Task details. Write out every row below verbatim, preserving its order, wording, and punctuation.

Stored rows.

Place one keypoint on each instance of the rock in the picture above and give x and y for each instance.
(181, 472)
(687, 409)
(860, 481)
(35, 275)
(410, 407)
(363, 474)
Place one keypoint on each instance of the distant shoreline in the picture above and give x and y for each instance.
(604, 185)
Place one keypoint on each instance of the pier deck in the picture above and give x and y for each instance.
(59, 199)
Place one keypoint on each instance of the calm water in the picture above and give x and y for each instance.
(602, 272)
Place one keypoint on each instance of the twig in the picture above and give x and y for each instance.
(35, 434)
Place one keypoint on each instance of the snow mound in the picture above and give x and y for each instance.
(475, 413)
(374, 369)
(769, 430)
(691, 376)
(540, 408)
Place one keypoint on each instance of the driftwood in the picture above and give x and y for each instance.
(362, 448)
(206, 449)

Complete output.
Place one keypoint on each instance of the rock in the picture above and give x and y for each instance.
(181, 472)
(687, 409)
(860, 481)
(35, 275)
(410, 407)
(363, 474)
Place one keypoint on each instance of the distant shoreline in the picture above and give x and y for each instance.
(604, 185)
Place one keypoint on each instance of the pier deck in the picture above and give x and y for each instance.
(59, 199)
Place one keypoint on each instance of the calm water in the picture above and give x and y for each instance.
(602, 272)
Place one keypoint on each instance of the twig in the picture above and give x and y for each instance.
(35, 434)
Place one keypoint on each instance of the snow mound in the picture above and give x and y for each instance.
(475, 413)
(374, 369)
(769, 430)
(691, 376)
(540, 408)
Place one keypoint on each instance of the driftwood in the picture above and give x and y for each instance.
(362, 448)
(206, 449)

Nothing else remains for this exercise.